[Dataset excerpt]
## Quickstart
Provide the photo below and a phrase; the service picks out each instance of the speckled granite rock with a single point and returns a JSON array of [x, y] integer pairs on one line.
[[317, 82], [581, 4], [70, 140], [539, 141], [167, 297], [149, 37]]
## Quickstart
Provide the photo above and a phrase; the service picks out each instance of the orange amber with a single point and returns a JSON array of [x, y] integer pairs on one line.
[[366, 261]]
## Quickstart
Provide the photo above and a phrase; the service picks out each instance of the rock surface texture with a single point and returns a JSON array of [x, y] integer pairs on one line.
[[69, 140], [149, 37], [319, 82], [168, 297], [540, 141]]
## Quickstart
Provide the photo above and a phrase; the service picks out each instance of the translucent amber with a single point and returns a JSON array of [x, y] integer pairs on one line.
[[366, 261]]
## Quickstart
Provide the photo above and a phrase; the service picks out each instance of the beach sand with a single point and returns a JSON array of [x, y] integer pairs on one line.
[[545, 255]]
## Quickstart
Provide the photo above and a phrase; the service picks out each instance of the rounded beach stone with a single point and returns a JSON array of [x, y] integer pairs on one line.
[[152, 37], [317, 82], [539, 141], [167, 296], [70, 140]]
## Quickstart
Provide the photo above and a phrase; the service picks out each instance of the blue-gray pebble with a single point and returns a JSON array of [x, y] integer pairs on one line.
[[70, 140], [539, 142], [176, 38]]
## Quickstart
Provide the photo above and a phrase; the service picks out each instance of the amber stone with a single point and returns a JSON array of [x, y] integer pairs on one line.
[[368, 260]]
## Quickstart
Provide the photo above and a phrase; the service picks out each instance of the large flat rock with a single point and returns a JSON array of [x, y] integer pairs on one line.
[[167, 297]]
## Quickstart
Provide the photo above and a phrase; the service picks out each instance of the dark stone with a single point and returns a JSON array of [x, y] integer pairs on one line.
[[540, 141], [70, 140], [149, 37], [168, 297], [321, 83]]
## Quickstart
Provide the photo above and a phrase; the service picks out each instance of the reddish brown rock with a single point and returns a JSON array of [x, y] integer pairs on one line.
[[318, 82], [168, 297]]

# [Aim]
Rewrite every line from the start of the records through the line containing "297], [149, 37]]", inclusive, and add -104 to each x and y coordinate in the answers while leaving all other text unchanged.

# [Finished task]
## Quickstart
Provide the photo below and a phrase; the service picks out each instance of the speckled granite rock with a single point and returns a JSON array of [x, y] integer pairs on one line.
[[213, -22], [477, -100], [-34, 36], [435, 37], [63, 193], [45, -67]]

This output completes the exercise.